• **PROVIDED PASSAGE**
# Specific 3D Printers, Scanners, & Hardware > Other 3D Printers / Scanners / Hardware > M3D Forum >  KS Project Update #7: Update 7: News From the Festival and Backer Print Requests

## Eddie

*Project Update #7: Update 7: News From the Festival and Backer Print Requests*Posted by M3D LLC ♥ Like


*USA Science and Engineering: The Rundown*
Over the weekend, we exhibited at the USA Science and Engineering Festival and had the honor of meeting more than 60 of you in person. This was such an unexpected turnout especially since there are a few hundred of backers in the tri-state area. Some of you even drove up to four hours one way! We really loved meeting everyone and showing them The Micro in action.


We are glad that some of you could come out, post about your experiences, including blog entries, photos, videos, and more across the web. In case you could not make this show, no worries - we’ve got you covered. Mark Leisher Productions captured the event and created this video just for you:

► Play video

*
New Prints* 

We're spending much of the last week of our campaign working on demo prints that we've been collecting. These prints will include jewelry and also a nifty miniature figurine. So far we are really happy with the initial results. Here are some of our other recent prints.
*
3D Printing Your Own Display Case * 
One of the greatest ways to use 3D printers is to combine 3D printed parts with everyday objects, such as Plexiglas sheet from the hardware store, allowing you to make things much larger than The Micro itself. For example, we made a one-foot sized display case to showcase the printer using corner brackets - designed in Google Sketchup - and also printed on The Micro. This allowed us to go to the festival this weekend with much greater ease because we could assemble the case on site and fold them up for travel. It also saved us money on the display case and allowed us to customize the size for our needs.

*Business Card Holder* 

We also demonstrated how you can print parts over thin air by printing a business card holder out of tentacles (Attribution:http://www.thingiverse.com/thing:213990).

*
Figurine Sneak Peak* 

Making miniatures on a 3D printer is easy and very rewarding. It can allow you to make personalized designs or print custom models that are not mass produced. In this style of figurine craft, the pieces were downloaded (Attribution:http://www.thingiverse.com/thing:153061) and are being printed off of The Micro. They will then be assembled into a desired pose, glued onto a 50mm base, and then painted by hand to create a custom miniature work of art. We’ll be covering this and much more soon.

Thank you for your continued support!  
The M3D Team

----------

• **INFORMATION GIVEN**
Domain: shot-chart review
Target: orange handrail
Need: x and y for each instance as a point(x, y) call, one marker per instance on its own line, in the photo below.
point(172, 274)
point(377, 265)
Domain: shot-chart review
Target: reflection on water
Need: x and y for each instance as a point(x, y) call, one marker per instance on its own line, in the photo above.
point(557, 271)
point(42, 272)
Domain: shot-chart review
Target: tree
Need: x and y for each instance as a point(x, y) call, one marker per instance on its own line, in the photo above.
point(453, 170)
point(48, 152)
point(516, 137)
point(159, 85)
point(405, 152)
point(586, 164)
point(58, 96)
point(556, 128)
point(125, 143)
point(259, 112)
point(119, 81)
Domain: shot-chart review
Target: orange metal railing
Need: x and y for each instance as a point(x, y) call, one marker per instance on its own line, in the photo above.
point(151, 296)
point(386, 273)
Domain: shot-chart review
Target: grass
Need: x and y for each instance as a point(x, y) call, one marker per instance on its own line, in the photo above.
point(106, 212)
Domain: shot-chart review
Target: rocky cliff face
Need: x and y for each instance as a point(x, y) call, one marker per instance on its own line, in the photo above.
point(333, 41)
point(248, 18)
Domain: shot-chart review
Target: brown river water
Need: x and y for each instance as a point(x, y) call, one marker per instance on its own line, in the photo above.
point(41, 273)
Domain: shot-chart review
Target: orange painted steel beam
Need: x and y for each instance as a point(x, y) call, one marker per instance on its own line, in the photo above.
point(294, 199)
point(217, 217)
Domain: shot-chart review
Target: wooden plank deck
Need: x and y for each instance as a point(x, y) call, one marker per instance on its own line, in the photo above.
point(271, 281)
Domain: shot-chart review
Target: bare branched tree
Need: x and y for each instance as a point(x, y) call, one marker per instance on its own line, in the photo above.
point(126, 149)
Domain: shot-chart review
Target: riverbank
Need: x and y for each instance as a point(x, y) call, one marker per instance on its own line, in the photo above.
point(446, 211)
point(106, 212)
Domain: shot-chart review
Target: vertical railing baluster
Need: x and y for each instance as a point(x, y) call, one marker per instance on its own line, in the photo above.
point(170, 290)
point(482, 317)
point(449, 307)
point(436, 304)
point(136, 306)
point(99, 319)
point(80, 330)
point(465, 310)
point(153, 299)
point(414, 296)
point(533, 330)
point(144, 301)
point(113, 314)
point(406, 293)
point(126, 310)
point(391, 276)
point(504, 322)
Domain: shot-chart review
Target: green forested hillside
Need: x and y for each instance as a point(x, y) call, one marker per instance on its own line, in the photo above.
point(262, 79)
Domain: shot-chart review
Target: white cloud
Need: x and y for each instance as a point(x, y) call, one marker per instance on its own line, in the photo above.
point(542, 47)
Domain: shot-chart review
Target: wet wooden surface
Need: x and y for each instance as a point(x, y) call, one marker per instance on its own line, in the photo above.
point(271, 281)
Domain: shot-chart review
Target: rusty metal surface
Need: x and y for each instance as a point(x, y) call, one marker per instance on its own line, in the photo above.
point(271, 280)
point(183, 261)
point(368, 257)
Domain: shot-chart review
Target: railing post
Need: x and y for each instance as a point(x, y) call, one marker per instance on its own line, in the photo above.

• **EXERCISE SET**
1/ In the project update, what program was used to design the corner brackets for the display case?
2/ Duplicate the project update from "Making miniatures on" up to and including "much more soon.".
Nothing in the listing is needed for this work.

• **SOLUTIONS TO THE TASKS**
1/ Google Sketchup.

2/
Making miniatures on a 3D printer is easy and very rewarding. It can allow you to make personalized designs or print custom models that are not mass produced. In this style of figurine craft, the pieces were downloaded (Attribution:http://www.thingiverse.com/thing:153061) and are being printed off of The Micro. They will then be assembled into a desired pose, glued onto a 50mm base, and then painted by hand to create a custom miniature work of art. We’ll be covering this and much more soon.